*Exercise details*
All of the data should be restated word for word.

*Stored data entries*
=-=-=-=-=

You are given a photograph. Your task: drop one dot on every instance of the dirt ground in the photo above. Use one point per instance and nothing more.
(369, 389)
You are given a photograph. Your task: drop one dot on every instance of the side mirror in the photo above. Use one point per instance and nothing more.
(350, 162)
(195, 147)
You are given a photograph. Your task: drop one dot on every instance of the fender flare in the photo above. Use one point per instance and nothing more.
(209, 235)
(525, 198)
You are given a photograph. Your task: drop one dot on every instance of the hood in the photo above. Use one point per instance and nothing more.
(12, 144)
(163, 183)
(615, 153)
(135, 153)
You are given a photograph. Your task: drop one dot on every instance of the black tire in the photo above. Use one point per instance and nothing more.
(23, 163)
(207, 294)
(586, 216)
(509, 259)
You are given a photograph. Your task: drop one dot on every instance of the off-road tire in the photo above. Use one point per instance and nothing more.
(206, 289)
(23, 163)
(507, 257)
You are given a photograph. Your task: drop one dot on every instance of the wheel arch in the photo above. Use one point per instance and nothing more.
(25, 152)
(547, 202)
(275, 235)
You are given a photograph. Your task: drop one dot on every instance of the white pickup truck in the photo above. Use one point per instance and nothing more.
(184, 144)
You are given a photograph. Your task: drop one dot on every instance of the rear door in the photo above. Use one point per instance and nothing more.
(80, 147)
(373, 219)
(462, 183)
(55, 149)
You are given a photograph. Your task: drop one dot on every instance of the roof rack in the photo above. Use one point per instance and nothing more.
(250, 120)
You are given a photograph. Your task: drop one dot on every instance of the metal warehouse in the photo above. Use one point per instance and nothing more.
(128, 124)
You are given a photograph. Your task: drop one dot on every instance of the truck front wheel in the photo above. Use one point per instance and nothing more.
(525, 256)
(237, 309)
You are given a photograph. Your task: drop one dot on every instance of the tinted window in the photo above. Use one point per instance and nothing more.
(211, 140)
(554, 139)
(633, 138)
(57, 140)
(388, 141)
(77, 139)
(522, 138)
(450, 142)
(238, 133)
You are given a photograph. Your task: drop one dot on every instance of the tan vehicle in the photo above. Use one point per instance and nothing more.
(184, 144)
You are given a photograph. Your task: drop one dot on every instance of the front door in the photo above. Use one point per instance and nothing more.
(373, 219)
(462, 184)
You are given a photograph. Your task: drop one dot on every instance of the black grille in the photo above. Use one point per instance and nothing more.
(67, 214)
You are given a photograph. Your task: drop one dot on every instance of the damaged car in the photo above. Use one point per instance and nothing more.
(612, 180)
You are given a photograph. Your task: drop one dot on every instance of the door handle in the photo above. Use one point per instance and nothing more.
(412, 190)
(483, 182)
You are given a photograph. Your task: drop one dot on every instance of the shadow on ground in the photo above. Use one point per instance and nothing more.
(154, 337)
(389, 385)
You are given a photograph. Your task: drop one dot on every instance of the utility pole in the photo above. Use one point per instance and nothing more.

=-=-=-=-=

*Response*
You are given a photograph. Your task: drop one dot on every instance of the dirt ground in the photo above. Use one point per instance and nothing more.
(369, 389)
You are given a photograph. Your task: drop one dot on every instance of the side mirror in the photo above. Use one point per instance and nothing more.
(350, 162)
(195, 147)
You are given a photograph. Your task: drop one dot on every instance of the fender flare in the photo above. Use one point per instance and nothing more.
(209, 235)
(525, 198)
You are given a photograph. Your task: drop one dot on every instance of the hood in the photo above. Use one point per instance and nothing more.
(12, 144)
(163, 183)
(615, 153)
(135, 153)
You are given a photograph. Your task: drop one dot on every instance of the black tire in the photo above. Use one point per instance and nothing more.
(23, 163)
(207, 294)
(586, 216)
(509, 259)
You are given a photograph. Your task: drop one dot on every instance of the off-road tire in the photo above. Use one point per instance and nothing more.
(206, 289)
(23, 163)
(507, 257)
You are given a photograph. Your task: drop one dot on every instance of the wheel arch in the photo above. Use one point per instance and nothing more.
(25, 152)
(547, 202)
(275, 235)
You are given a photograph. Your task: drop one dot on every instance of the white pickup truck in the photo above. Use one point per instance and nothing more.
(184, 144)
You are given a photograph. Your task: drop one dot on every instance of the rear door in the photo above. Use one point per instance and nothing more.
(80, 147)
(373, 219)
(462, 183)
(55, 149)
You are given a photograph. Your task: drop one dot on every instance of the roof rack in the photo above. Use one point per instance and nothing more.
(250, 120)
You are given a photograph. Your task: drop one dot on every instance of the metal warehouse in the photo above. Use one point per instance and nothing more.
(128, 124)
You are given a photograph. Your task: drop one dot on every instance of the truck front wheel in the photo above. Use one point per instance and nothing more.
(525, 256)
(237, 309)
You are given a photograph. Your task: drop one dot on every instance of the tinted window in the photo above. Use one point per instance and nothing more.
(211, 140)
(554, 139)
(633, 138)
(57, 140)
(388, 141)
(77, 139)
(522, 138)
(450, 142)
(238, 133)
You are given a photograph. Your task: drop one dot on every instance of the tan vehicle in the photo above. Use one point per instance and nothing more.
(184, 144)
You are given a photograph. Your task: drop one dot on every instance of the front door in the photo above. Use one point per instance and nothing more.
(373, 219)
(462, 184)
You are given a photograph. Your task: drop one dot on every instance of the black grille in the photo above. Use one point per instance and nothing more.
(67, 214)
You are given a photograph. Your task: drop one dot on every instance of the damaged car in the photo above. Use one point per instance and nothing more.
(612, 180)
You are given a photograph. Your task: drop one dot on every instance of the door handle in the photo above. Use one point per instance and nothing more.
(412, 190)
(483, 182)
You are given a photograph. Your task: drop one dot on every instance of the shadow on ground in the photo above. Use one point per instance and nothing more.
(154, 337)
(389, 385)
You are given a photograph. Your task: drop one dot on every instance of the utility pole in the photo above. Use one point per instance and nothing more.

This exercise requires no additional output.